(begin)
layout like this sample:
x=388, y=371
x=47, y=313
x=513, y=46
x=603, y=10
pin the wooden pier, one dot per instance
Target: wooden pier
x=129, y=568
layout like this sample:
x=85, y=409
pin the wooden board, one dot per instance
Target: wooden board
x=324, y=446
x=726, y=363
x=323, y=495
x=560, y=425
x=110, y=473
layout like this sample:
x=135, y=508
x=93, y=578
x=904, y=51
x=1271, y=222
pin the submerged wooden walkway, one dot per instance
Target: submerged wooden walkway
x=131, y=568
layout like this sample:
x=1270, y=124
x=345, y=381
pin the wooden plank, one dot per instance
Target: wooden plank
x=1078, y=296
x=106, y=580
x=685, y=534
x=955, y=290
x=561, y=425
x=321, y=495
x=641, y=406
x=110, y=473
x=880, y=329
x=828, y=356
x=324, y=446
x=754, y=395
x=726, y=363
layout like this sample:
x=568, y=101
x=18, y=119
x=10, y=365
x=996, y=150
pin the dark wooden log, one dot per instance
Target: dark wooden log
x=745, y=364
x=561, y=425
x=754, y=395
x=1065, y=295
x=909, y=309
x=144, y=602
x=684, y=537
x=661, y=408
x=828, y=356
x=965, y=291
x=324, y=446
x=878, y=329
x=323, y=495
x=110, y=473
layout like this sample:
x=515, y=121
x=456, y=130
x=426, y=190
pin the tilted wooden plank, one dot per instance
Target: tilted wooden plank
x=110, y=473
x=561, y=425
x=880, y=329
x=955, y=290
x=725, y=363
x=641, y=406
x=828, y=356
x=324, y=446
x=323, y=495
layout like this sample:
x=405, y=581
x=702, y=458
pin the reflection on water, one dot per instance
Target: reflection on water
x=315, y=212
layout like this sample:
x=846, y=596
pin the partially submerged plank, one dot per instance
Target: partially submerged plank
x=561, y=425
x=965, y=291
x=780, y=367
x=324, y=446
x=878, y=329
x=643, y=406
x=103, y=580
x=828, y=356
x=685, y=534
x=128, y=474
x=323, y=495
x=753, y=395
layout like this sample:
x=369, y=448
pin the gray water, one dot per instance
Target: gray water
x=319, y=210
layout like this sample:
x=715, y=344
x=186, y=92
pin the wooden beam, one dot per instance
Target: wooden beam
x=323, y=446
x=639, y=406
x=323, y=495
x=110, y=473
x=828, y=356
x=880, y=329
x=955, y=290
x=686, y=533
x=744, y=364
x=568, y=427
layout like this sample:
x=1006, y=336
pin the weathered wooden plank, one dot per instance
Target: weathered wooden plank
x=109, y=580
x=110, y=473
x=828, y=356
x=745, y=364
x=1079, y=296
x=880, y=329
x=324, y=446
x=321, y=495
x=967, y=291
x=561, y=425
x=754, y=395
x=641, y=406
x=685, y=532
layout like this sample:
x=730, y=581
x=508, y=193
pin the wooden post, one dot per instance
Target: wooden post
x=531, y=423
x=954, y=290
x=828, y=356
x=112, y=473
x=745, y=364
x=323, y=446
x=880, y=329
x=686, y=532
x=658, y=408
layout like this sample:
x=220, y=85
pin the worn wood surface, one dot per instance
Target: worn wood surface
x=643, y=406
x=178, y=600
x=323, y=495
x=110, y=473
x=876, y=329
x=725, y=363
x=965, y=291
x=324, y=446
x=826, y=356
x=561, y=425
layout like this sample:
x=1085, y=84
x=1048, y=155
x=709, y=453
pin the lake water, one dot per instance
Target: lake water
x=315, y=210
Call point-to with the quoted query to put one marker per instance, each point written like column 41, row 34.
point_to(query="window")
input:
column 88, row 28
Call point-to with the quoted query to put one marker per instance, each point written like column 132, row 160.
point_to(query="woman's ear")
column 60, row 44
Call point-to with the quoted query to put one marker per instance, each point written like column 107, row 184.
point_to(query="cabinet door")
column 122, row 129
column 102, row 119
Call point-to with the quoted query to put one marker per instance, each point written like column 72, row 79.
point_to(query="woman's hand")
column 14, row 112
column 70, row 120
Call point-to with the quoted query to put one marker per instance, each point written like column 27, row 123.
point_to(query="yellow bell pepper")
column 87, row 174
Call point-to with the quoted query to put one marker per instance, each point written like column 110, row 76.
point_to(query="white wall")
(end)
## TO BE DONE
Can you output the lines above as a Markdown table with the columns "No." and "Line", leaving out blank lines? Begin at the line that contains "27, row 123." and stop after the last line of the records.

## ANSWER
| No. | Line |
|---|---|
| 1 | Call point-to with the quoted query to put one marker per instance, each point written like column 27, row 123. |
| 2 | point_to(query="yellow bell pepper") |
| 3 | column 87, row 174 |
| 4 | Call point-to with the quoted query to put one marker per instance, each point written like column 110, row 76. |
| 5 | point_to(query="white wall") |